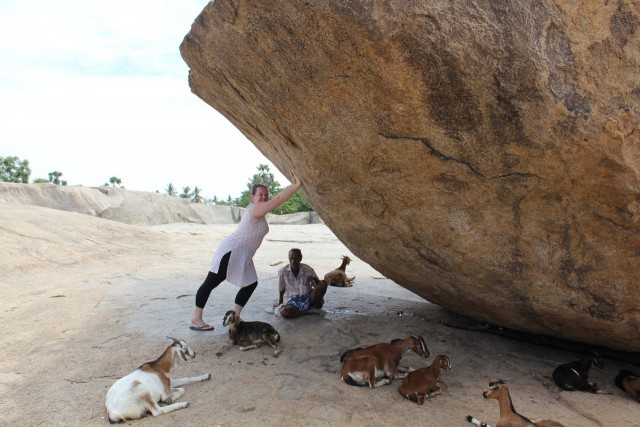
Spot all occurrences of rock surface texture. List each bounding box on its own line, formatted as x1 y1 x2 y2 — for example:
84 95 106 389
180 1 640 351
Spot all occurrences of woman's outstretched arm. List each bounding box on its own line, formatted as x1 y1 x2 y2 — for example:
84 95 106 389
250 170 303 218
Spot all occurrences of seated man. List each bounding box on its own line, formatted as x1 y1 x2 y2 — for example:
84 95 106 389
274 248 327 318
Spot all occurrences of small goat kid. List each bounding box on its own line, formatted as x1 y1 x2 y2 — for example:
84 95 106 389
216 310 281 357
615 369 640 403
105 337 210 423
340 335 429 388
552 351 612 394
466 380 565 427
324 255 355 287
398 354 451 404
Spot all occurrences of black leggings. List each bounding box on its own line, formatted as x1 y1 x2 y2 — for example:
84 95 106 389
195 251 258 308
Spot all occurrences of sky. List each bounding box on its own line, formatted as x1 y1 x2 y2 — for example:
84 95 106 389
0 0 287 200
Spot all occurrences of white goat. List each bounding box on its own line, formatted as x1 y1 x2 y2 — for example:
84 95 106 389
105 337 210 423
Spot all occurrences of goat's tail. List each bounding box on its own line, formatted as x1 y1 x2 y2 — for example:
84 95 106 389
466 415 491 427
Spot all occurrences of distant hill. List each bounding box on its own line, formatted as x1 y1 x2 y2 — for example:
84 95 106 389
0 183 321 226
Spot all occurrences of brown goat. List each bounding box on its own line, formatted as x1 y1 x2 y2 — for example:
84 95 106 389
466 380 565 427
398 354 451 404
325 255 355 287
340 336 429 388
615 370 640 403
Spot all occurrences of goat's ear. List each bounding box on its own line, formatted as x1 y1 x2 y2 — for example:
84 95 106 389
489 379 506 387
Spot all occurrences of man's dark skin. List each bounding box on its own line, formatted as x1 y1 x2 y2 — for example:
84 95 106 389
279 249 328 318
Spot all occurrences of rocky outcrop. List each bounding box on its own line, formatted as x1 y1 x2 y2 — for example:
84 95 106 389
0 183 321 226
0 183 242 225
180 1 640 351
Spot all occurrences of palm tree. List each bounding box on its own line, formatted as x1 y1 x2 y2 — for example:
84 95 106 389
250 164 278 192
180 186 192 199
165 183 177 196
191 186 204 203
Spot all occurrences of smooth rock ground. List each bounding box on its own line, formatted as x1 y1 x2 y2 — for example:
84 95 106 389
1 200 639 426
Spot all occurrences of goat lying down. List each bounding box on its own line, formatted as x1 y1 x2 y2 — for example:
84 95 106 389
466 379 565 427
615 369 640 403
105 337 210 423
216 310 281 357
552 351 612 394
398 354 451 404
324 255 355 287
340 335 429 388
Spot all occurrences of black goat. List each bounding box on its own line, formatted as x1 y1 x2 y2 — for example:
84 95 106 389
552 351 612 394
615 370 640 403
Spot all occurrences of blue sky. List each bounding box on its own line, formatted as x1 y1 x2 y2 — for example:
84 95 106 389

▶ _Problem requirements_:
Look through the material above and pick out each line holding the word "black".

▶ _Problem solution_:
Spot all occurrences of black leggings. List each bounding box on its own line, formatted as x1 y1 x2 y2 — for example:
Spot all occurrences of black goat. List each bounding box on its own line, formatted as x1 y1 x2 y2 — for example:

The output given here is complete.